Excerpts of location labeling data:
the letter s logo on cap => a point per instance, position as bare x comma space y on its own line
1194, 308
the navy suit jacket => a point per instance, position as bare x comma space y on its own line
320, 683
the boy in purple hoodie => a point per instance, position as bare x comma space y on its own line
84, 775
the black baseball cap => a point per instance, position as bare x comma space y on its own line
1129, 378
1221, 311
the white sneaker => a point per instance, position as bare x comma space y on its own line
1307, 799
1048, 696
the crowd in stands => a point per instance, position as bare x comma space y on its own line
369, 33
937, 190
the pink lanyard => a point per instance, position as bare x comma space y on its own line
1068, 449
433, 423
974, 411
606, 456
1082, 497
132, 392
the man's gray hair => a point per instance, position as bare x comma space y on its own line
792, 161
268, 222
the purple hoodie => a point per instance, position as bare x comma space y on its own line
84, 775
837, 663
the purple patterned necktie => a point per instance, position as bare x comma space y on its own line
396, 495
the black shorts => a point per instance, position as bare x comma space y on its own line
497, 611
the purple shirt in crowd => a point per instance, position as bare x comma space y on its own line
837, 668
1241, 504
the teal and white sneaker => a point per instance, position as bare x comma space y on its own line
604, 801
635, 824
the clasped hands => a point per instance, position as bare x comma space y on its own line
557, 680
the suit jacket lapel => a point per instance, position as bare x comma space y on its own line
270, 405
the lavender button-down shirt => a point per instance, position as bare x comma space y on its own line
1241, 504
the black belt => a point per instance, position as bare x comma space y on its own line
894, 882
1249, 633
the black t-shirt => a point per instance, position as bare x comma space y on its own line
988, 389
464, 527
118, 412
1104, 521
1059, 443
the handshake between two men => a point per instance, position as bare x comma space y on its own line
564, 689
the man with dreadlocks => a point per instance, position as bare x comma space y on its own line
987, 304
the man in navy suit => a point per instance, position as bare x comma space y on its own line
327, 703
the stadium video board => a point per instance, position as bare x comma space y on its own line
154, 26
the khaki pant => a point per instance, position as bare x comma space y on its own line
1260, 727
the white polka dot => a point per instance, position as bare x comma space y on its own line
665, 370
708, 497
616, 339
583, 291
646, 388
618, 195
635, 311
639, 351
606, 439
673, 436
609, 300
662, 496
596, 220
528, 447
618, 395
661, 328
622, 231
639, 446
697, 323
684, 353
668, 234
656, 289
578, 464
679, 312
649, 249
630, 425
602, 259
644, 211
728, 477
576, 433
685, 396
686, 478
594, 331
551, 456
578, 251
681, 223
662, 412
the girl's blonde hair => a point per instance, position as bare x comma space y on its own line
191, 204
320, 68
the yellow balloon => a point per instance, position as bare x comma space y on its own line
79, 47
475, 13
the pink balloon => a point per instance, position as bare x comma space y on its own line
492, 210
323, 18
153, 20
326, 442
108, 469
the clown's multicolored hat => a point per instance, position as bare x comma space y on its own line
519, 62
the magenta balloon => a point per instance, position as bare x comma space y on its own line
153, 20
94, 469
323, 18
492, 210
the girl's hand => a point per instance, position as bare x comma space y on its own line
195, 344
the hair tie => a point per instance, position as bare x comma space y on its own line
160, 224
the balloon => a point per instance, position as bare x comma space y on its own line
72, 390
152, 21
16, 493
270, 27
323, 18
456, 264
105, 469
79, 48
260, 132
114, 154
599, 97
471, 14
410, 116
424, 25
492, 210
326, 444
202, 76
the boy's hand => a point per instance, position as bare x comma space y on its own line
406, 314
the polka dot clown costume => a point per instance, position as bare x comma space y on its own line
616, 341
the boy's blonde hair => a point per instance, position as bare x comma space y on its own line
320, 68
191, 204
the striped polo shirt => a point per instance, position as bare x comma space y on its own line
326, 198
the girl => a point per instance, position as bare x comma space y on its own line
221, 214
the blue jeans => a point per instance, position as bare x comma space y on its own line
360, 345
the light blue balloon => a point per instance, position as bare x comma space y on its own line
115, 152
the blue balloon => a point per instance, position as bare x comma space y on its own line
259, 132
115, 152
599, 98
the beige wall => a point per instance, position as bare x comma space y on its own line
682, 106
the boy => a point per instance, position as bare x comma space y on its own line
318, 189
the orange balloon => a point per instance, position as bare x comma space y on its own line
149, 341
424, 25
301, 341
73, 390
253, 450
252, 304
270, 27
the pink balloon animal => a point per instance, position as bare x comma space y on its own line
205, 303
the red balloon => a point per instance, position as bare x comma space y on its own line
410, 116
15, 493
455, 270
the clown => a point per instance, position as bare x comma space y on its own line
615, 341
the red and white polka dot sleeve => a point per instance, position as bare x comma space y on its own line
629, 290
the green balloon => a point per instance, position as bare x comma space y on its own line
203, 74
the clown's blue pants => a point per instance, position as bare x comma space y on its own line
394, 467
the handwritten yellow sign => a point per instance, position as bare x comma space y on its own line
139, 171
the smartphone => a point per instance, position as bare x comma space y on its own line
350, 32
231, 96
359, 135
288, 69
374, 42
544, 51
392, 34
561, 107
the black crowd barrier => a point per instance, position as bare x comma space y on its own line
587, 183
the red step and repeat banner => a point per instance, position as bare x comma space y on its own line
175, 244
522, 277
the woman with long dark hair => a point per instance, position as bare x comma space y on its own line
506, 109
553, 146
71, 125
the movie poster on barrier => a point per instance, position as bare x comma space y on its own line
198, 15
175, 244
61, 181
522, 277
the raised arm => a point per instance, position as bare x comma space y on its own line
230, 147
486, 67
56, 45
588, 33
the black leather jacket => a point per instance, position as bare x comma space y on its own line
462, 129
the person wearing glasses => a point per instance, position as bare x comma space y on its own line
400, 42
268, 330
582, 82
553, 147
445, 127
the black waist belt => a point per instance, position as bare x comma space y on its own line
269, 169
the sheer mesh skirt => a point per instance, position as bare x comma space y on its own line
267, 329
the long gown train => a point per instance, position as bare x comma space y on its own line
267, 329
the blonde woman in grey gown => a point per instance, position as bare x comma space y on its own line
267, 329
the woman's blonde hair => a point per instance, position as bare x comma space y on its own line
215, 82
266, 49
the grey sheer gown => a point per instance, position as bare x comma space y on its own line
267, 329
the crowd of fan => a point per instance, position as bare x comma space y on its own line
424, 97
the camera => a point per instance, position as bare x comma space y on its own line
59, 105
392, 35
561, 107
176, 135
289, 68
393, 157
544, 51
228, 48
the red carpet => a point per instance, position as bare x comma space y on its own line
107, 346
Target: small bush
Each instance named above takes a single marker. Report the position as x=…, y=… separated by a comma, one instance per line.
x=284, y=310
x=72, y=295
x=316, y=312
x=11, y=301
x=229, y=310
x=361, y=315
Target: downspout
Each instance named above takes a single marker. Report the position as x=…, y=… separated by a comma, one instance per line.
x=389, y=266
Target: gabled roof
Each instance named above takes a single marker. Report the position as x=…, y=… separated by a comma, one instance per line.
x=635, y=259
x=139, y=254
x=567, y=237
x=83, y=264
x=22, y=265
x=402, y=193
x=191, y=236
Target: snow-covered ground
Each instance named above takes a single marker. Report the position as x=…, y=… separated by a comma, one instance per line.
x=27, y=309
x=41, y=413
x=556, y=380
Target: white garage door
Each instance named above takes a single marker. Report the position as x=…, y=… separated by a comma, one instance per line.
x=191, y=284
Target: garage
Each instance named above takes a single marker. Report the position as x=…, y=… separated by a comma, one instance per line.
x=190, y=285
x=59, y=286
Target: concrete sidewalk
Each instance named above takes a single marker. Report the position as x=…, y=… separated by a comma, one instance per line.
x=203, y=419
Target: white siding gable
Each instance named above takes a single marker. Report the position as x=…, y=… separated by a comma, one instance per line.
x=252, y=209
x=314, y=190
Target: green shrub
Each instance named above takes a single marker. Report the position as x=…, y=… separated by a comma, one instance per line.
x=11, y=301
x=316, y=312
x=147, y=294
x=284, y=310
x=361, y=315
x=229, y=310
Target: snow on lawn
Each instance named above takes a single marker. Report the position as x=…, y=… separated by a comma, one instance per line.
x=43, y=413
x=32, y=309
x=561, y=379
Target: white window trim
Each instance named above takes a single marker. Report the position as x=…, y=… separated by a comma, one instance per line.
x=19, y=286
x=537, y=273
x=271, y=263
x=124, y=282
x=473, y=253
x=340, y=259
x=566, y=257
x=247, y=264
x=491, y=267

■ Task goal:
From the line with "Target: snow on lawn" to the last line of the material, give every line again exactly, and only those lines.

■ Result:
Target: snow on lawn
Each instance named above takes a single marker. Report the position as x=…, y=… separated by a comma, one instance per line.
x=43, y=413
x=32, y=309
x=561, y=379
Target: white window trim
Each instance named above takes a single marker. Report the position as x=…, y=… separated by a comma, one instance per line.
x=19, y=286
x=537, y=273
x=271, y=263
x=124, y=282
x=473, y=253
x=340, y=259
x=566, y=257
x=247, y=264
x=491, y=267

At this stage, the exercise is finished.